:: What to produce ::
Return, exactly and in full, the lines of the records below starting at the one with "the tractor front" and ending at the one with "of the vertical", and no other lines.

:: Record set ::
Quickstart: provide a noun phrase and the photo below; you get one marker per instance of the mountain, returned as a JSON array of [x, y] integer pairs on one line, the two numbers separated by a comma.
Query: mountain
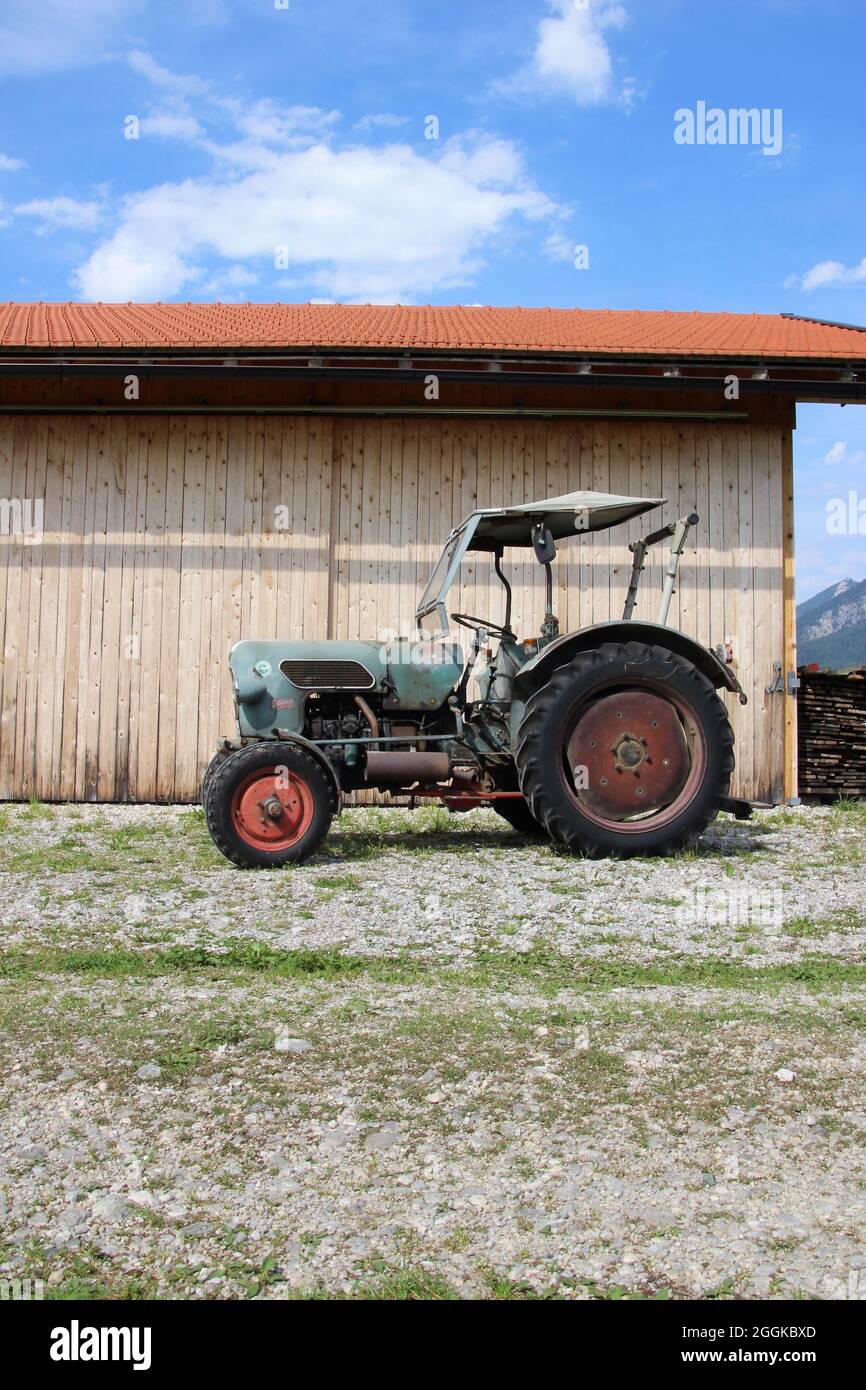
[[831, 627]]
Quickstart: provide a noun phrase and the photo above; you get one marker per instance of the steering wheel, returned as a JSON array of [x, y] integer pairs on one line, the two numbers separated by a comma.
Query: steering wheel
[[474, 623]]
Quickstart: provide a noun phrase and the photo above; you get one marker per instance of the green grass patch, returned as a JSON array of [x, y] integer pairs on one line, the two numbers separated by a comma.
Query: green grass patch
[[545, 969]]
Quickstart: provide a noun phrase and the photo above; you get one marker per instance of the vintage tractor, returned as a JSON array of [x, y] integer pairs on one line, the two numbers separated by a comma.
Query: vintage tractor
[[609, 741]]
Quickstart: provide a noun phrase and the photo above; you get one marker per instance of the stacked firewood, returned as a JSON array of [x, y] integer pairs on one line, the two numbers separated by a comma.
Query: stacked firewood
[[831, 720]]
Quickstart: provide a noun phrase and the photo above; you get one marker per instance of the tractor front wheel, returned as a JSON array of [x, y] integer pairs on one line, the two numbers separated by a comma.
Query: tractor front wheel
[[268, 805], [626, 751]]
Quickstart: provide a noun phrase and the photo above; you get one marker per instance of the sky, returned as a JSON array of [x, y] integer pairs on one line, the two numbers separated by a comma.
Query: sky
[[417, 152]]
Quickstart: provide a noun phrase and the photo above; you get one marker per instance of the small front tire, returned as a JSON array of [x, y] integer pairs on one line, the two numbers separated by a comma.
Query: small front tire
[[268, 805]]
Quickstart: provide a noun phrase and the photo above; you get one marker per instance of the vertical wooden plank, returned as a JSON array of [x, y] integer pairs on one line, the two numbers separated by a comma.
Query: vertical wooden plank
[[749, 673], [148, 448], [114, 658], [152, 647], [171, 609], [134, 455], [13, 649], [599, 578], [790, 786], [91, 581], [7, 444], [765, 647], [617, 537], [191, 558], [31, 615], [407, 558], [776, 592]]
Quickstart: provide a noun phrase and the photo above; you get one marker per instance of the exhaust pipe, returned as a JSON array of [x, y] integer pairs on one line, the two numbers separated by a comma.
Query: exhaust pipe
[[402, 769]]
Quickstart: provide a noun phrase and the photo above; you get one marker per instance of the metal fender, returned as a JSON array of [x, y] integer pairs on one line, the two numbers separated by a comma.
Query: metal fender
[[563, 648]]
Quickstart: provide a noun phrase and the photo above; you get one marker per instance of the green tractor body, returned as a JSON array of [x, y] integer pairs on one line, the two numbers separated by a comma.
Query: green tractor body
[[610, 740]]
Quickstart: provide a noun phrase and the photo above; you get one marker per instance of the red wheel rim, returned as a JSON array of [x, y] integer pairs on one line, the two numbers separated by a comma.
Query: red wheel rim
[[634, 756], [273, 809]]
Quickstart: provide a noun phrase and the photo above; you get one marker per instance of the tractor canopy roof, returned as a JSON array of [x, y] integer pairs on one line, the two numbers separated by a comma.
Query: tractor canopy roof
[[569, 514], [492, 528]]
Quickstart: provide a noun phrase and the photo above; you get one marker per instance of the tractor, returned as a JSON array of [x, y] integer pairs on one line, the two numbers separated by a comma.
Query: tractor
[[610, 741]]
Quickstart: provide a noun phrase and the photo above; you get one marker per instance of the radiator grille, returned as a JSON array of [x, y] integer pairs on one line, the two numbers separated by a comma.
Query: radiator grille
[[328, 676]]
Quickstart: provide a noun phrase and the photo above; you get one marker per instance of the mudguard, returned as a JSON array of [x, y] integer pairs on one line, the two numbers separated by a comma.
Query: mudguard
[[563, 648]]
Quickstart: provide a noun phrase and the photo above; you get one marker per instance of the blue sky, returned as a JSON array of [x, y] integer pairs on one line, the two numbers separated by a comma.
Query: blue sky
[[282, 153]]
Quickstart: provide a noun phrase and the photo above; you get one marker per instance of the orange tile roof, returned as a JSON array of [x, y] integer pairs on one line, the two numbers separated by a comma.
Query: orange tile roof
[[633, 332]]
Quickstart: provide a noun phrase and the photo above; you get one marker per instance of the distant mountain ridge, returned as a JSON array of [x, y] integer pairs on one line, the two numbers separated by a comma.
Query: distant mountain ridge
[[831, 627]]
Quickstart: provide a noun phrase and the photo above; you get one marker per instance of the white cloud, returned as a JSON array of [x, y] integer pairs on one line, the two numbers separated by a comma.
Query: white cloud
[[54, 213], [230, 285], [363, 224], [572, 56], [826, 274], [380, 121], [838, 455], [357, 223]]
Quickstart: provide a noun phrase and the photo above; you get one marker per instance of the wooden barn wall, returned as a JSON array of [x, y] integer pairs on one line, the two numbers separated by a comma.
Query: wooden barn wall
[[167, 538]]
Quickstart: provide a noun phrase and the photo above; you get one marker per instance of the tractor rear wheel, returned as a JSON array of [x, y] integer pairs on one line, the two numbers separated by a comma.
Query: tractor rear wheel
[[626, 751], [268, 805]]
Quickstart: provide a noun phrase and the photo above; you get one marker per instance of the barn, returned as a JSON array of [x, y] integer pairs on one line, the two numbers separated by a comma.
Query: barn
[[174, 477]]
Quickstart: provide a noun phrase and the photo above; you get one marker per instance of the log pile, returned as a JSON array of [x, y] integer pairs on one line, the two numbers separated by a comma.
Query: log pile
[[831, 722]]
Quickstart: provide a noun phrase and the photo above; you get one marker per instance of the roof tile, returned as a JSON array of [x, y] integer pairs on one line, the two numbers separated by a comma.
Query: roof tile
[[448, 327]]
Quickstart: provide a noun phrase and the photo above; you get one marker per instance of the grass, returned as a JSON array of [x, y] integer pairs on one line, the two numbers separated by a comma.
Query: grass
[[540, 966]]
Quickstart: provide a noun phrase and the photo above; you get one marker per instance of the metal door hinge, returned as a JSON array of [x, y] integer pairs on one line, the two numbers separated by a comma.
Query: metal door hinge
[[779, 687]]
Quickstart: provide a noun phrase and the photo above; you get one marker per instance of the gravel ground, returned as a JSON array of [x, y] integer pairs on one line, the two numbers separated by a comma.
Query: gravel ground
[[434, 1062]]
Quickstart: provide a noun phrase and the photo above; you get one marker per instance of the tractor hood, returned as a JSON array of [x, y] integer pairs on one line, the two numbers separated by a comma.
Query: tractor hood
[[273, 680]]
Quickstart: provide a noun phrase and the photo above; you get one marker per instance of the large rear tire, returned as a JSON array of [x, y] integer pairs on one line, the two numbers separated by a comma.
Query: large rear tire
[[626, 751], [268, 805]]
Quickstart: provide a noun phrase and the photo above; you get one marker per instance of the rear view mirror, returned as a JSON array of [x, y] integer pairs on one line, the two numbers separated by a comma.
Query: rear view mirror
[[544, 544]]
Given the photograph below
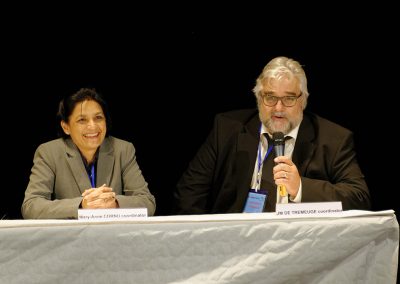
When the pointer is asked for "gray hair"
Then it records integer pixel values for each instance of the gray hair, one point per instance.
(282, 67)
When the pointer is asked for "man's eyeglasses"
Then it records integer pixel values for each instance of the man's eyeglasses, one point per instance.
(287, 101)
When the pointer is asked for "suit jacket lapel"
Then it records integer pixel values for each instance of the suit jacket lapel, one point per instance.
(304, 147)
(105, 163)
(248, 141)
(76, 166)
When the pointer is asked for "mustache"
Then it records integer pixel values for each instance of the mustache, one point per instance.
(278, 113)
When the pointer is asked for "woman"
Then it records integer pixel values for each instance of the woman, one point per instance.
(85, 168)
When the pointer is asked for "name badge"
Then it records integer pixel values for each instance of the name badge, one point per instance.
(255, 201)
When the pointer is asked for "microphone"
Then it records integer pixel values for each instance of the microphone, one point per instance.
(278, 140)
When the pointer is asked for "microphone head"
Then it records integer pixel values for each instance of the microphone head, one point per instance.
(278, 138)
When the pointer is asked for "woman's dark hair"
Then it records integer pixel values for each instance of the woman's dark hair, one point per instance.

:: Exercise response ::
Quickstart: provide a noun phrase and the photo above; you get one marker per instance of the tractor front wheel, returned as a JSON array of [x, y] integer pairs on one line, the two numbers separated by a comma.
Query: tractor front wheel
[[268, 805], [626, 751]]
Quickstart: provide a noun phrase and the photo above; you get one marker per instance of the sky, returned as a JSON array of [x, y] integer pairs on one line, the two numbers separated by a comma.
Query: sky
[[417, 152]]
Quickstart: provide a noun phrase and the photo above; you get one marker per instance of the small front tire, returned as a JSON array of [x, y] integer pairs on one line, the two numbers separated by a comma.
Query: small front tire
[[268, 805]]
Quickstart: provide a noun phrase and the photo above; you get one marker per instance of the vertical wooden plank, returned as a JSON array of [x, y] integer pairs on one line, the two numbers separated by a comma.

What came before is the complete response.